» **What you need to do**
Show all lines from the records below in which the string "power" is present.

(Items listed in a dataset)
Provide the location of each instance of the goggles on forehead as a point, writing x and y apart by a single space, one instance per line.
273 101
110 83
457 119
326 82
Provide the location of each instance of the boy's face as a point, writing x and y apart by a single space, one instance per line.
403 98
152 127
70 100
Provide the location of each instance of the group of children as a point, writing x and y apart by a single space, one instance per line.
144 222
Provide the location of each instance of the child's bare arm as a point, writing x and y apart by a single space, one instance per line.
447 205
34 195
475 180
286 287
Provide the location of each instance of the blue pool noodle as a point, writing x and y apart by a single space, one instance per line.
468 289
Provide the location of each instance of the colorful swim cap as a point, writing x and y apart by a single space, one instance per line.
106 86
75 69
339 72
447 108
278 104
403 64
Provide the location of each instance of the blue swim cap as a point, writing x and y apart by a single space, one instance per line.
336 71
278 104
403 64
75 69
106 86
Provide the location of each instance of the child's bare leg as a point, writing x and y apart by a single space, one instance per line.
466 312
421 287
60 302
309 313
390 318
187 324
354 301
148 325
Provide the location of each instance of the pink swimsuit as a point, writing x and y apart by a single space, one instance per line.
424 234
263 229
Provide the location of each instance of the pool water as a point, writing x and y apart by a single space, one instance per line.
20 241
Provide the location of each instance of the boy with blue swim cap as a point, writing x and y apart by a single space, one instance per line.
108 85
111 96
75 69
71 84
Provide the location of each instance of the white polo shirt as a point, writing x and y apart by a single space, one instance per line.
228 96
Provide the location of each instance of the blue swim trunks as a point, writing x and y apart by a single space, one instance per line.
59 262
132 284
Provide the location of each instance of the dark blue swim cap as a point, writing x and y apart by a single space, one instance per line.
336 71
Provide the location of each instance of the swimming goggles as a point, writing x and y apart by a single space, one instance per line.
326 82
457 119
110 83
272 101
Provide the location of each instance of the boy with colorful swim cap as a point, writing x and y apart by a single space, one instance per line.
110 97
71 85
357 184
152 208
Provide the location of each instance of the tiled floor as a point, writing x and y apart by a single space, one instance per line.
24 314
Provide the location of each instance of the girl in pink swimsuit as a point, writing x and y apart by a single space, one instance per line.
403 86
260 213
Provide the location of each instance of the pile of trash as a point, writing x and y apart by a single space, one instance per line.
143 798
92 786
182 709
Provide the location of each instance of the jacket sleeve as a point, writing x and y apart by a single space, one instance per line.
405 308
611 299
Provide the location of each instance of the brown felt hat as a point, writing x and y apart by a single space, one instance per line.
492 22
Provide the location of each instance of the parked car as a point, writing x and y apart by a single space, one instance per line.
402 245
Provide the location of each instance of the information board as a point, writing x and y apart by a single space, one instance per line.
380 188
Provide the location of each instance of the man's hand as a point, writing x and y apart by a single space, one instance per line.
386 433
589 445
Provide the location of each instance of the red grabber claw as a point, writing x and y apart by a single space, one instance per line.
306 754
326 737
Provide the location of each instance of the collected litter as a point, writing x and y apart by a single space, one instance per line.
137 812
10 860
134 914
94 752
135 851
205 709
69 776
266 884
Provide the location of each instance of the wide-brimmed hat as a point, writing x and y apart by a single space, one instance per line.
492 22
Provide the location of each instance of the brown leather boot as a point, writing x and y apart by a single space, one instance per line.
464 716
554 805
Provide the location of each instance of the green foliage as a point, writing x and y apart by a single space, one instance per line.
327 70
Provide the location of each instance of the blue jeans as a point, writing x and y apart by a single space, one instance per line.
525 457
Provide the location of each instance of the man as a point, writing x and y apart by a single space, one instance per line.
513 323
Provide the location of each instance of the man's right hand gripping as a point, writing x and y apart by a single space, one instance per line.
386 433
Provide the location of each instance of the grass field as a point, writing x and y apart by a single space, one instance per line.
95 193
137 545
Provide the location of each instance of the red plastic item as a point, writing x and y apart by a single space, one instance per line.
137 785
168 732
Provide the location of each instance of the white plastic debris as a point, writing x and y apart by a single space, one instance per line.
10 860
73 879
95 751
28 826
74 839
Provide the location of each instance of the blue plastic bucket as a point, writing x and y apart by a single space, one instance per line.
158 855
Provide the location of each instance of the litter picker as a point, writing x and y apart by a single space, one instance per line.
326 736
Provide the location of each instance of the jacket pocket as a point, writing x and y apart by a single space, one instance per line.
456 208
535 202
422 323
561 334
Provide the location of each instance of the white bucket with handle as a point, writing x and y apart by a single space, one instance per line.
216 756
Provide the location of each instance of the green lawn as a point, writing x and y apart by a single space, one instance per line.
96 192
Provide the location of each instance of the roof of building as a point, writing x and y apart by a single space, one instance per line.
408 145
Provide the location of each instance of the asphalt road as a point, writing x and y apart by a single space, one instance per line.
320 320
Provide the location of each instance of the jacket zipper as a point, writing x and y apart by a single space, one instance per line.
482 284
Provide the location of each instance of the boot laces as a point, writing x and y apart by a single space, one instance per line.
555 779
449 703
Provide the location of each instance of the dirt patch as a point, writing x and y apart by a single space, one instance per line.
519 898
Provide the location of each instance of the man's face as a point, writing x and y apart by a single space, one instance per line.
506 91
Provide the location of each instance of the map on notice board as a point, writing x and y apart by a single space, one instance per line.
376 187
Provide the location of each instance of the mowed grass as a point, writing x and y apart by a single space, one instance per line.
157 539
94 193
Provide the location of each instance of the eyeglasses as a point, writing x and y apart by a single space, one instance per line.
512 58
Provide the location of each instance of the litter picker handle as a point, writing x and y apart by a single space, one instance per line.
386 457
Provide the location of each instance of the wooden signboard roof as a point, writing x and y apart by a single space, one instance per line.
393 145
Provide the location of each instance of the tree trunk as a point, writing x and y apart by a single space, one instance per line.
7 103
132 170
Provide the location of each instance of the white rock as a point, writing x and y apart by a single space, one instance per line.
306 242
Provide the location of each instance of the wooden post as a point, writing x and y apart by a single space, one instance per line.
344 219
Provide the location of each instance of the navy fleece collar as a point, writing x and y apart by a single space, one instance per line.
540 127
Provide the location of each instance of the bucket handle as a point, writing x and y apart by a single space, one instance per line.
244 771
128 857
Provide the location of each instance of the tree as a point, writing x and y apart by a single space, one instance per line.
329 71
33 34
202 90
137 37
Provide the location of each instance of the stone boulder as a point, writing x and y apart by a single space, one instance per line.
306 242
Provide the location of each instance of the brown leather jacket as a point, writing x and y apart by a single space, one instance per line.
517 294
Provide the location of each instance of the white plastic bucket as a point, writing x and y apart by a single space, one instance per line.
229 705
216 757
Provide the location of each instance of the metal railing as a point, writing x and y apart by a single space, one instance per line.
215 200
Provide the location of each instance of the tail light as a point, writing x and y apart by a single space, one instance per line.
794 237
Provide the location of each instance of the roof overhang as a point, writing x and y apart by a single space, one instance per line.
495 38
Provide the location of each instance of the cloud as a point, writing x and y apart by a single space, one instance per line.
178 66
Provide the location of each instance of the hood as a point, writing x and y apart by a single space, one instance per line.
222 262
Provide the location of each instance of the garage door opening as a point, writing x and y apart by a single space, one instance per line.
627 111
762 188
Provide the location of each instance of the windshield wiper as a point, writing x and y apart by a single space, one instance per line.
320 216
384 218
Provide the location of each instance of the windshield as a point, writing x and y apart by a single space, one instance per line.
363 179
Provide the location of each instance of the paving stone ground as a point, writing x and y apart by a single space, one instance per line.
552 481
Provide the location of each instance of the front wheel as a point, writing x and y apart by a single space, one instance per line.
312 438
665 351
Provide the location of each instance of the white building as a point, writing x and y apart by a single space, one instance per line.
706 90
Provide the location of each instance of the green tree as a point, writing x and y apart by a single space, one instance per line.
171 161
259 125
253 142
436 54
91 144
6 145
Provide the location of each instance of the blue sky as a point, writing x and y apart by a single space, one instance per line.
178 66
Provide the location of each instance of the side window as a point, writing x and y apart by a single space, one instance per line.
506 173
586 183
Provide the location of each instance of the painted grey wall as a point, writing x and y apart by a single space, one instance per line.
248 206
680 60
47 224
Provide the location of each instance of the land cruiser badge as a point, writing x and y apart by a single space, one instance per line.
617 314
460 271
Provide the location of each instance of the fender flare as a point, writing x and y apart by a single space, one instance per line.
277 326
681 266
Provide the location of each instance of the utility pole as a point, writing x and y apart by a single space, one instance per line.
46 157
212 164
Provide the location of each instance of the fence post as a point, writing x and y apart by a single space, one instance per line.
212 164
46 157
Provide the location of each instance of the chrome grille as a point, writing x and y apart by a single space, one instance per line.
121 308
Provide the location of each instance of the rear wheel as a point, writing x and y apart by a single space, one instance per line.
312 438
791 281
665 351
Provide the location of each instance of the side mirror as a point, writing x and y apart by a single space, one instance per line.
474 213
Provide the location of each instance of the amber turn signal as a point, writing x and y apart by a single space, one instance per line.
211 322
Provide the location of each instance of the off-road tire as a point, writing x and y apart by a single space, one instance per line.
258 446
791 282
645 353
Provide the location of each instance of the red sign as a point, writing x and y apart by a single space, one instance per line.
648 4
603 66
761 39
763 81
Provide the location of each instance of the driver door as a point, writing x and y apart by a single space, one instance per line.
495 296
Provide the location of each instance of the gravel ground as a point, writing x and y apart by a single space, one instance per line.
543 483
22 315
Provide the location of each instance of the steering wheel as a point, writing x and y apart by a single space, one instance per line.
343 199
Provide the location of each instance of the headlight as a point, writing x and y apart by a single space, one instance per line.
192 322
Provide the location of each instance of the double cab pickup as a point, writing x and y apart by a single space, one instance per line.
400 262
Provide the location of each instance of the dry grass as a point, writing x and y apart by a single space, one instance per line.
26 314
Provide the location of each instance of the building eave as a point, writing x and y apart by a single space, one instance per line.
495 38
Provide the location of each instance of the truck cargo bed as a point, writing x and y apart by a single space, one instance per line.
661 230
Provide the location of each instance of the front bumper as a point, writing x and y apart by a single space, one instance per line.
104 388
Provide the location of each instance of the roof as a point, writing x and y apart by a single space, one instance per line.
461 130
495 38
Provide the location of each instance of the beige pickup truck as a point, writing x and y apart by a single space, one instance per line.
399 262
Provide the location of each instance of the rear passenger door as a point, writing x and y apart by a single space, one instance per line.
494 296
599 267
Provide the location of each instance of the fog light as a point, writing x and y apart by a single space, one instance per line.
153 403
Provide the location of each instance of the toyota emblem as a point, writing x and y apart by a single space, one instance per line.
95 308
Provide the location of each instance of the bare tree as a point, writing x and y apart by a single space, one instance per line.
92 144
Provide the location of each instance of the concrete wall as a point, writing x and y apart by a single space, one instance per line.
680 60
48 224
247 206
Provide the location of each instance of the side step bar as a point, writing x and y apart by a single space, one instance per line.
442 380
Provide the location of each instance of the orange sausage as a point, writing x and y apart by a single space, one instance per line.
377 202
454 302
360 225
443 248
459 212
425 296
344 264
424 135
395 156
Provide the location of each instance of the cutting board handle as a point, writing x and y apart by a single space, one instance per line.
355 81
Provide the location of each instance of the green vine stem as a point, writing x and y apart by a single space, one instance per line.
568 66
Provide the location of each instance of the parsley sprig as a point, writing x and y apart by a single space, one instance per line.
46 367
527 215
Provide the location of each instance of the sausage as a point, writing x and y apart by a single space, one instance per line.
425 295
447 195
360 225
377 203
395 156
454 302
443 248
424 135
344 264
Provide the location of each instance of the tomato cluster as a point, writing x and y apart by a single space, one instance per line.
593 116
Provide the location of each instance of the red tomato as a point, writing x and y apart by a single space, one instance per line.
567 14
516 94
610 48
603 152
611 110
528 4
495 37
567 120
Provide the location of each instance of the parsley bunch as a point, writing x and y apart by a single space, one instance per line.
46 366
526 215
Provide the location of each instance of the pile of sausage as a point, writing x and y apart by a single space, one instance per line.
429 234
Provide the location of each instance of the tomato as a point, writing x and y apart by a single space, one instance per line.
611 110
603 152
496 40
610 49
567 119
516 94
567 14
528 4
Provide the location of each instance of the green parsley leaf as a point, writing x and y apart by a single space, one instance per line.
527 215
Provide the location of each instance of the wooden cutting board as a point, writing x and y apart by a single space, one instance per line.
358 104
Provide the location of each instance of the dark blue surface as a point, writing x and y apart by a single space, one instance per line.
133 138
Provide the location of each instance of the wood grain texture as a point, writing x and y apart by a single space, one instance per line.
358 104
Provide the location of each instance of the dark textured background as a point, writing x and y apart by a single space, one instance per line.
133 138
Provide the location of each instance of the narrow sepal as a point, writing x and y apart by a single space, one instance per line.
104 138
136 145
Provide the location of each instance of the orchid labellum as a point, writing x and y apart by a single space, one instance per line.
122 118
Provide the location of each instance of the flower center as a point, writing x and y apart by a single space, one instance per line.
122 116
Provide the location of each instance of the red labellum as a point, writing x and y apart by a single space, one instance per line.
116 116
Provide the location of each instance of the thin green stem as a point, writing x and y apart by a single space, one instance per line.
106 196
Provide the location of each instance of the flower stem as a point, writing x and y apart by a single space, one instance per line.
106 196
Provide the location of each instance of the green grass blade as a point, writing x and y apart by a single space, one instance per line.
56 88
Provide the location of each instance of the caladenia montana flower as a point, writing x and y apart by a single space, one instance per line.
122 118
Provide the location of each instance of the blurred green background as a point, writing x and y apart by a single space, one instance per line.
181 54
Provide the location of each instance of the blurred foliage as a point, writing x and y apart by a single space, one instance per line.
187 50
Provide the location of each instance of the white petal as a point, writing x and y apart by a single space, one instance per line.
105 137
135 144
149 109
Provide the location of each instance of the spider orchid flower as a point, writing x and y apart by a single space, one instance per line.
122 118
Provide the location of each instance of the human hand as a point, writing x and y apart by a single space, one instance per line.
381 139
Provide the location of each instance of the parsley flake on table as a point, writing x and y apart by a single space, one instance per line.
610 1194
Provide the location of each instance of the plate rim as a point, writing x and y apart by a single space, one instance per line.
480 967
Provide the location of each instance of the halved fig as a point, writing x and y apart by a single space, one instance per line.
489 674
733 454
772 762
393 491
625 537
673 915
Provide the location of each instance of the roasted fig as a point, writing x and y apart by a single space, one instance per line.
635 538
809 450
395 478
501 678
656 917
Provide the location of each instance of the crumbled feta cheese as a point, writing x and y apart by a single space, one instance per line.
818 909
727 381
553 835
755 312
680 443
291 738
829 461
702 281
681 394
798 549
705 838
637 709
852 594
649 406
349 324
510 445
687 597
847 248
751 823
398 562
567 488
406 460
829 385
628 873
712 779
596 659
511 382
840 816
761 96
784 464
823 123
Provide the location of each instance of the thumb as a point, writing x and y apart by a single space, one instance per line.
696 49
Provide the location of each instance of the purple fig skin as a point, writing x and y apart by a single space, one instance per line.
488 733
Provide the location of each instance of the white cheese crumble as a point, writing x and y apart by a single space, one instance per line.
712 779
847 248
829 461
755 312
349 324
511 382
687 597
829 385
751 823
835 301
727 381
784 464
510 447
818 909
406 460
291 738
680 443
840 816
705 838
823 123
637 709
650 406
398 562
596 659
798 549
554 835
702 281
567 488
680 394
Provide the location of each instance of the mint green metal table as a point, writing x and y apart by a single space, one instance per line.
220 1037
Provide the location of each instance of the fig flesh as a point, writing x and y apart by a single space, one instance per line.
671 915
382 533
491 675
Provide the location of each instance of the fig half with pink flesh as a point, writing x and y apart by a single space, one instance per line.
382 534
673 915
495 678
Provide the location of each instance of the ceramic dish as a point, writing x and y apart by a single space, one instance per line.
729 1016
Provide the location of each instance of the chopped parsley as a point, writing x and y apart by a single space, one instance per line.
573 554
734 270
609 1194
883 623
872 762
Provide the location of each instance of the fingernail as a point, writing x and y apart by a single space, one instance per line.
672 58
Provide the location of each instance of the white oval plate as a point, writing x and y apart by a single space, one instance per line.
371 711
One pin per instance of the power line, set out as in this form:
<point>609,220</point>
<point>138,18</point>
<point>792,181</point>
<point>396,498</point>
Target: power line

» **Task answer**
One pin per instance of the power line, set out as in this form:
Target: power line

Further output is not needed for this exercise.